▸ Text excerpt
* * * * * * *

A student complaining about the air-conditioning being too cold announced, "I think I'm suffering from 'hypohernia'."
"Do geese eat meat?"
"The function of the seed coat is to protect the seed from incest and dirt."
One student announced, "It only costs 25 cents per gallon to gas up in the middle east." Immediately another stated, "you mean like in Nebraska?"
Name the river that is on the border between the US and Mexico. Answer: "The Nile!"
On the Advanced Biology field trip, the bus is driving along through the desert when all of a sudden one of the girls yells, "look, its one of those jumping things!" Clueless as to what she'd seen, everyone looks. It was an antelope!
I was amazed when I learned "the Anaconda is the major river that drains out of Brazil."
"Is there salt in The Great Salt Lake?"
Is a "C-section" different from a "cesarean?"
Basic concept of physics: There is no sound in a vacuum. Student statement. "but my vacuum makes a sound, kind of a 'vuruuuuum'."
"Do little boy babies pee?"
I pointed out to one of my pregnant female students that by age 30 she could be a grandmother. She responded with, "No I can't. I'm having a boy."
Question: Why doesn't the common cold kill us? Student answer: We have cough drops.
2.7 = 30/(20 x 20 x h) solve the equation. Student response: this is like math.
Are there Mormons in Utah?
Student statement of logic: Once a person is dead, stability exists, because the person stays dead.
In a class discussion about cystic fibrosis, a female student informed me that she was sure she had had cystic fibrosis but that she'd gone to the doctor and he cured her. I asked how this came to pass and she stated, "he gave me Duracell."

* * * * * * *

▸ Study material
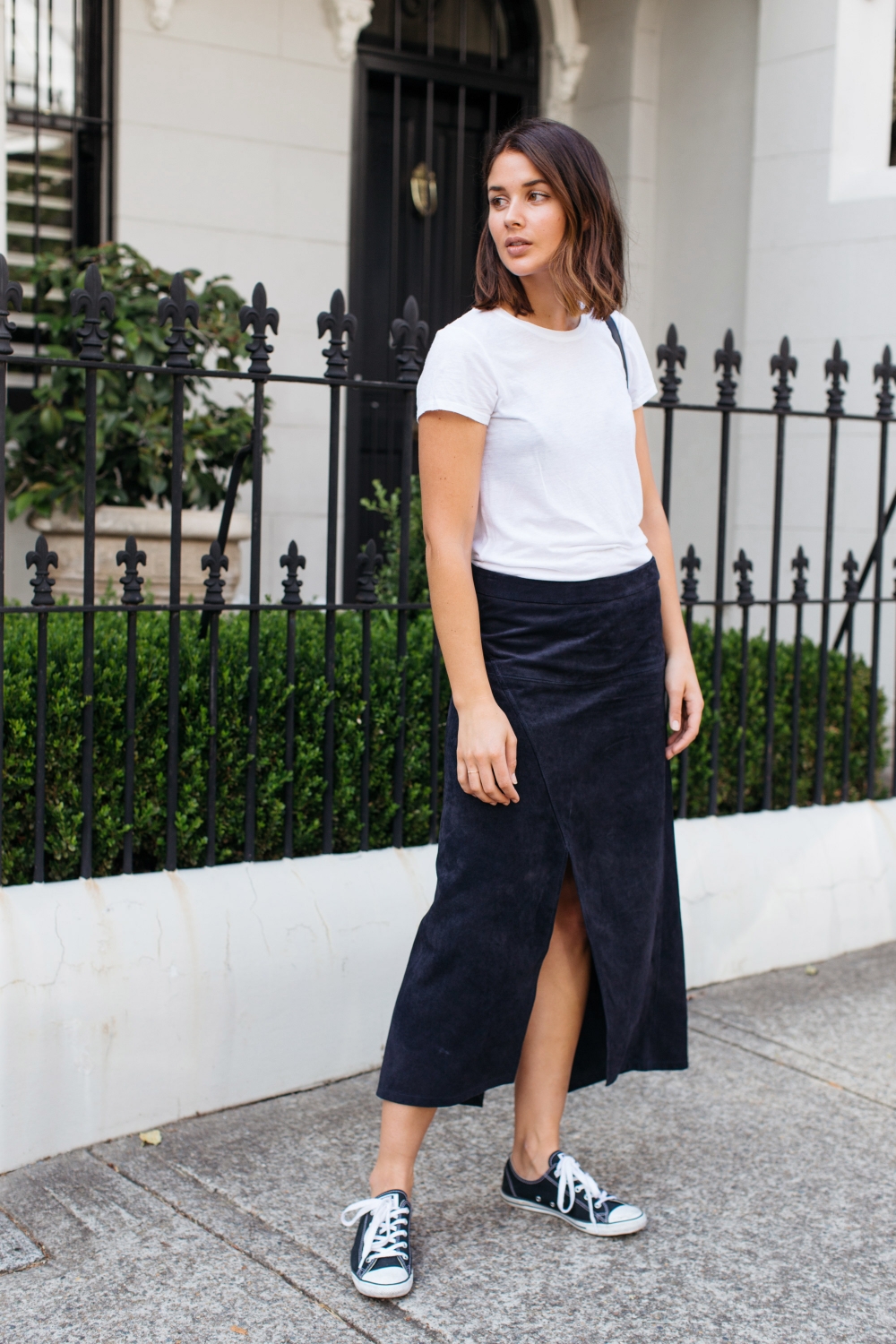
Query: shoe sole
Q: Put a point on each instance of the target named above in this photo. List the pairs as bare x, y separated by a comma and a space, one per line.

* * * * * * *

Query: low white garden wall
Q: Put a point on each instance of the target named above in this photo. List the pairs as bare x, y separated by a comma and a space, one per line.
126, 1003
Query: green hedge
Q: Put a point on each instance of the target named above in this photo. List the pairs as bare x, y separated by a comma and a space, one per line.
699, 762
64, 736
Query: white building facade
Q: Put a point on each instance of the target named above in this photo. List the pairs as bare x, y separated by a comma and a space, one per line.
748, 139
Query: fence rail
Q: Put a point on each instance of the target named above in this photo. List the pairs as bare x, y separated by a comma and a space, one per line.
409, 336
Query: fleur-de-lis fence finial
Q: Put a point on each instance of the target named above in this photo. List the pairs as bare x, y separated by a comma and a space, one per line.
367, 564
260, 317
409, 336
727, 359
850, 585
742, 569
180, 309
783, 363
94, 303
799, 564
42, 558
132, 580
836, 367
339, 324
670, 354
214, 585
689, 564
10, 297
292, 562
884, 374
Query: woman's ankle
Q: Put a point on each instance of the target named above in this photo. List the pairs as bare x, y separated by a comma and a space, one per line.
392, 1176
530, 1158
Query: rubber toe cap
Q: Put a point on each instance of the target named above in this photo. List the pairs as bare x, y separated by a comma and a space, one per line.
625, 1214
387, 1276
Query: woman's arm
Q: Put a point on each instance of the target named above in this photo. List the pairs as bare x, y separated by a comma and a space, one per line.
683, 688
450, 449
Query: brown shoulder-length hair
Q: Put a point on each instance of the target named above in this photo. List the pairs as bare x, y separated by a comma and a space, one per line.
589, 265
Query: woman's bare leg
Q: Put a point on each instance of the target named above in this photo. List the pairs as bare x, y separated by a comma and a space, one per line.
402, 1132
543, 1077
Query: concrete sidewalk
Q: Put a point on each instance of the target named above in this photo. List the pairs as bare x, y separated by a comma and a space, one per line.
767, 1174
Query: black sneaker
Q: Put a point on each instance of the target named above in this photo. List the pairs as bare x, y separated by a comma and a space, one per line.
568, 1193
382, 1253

* * * * * * *

▸ Work instructions
a) In the classroom quotes, what did the student say the doctor gave her to cure her cystic fibrosis?
b) Reproduce the part of the classroom quotes starting at "I pointed out" and ending at "Mormons in Utah?".
c) State whether each statement agrees with the classroom quotes, answering yes or no and quoting the deciding words: (i) The animal seen on the Advanced Biology field trip was an antelope. (ii) The student complaining about the air-conditioning found it too hot. (iii) One student claimed gas costs 25 cents per gallon in the middle east.
The rows are not needed for any of this work.

▸ Expected outputs
a) Duracell.

b)
I pointed out to one of my pregnant female students that by age 30 she could be a grandmother. She responded with, "No I can't. I'm having a boy."
Question: Why doesn't the common cold kill us? Student answer: We have cough drops.
2.7 = 30/(20 x 20 x h) solve the equation. Student response: this is like math.
Are there Mormons in Utah?

c)
(i) Yes: "It was an antelope!"
(ii) No: "A student complaining about the air-conditioning being too cold"
(iii) Yes: "It only costs 25 cents per gallon to gas up in the middle east."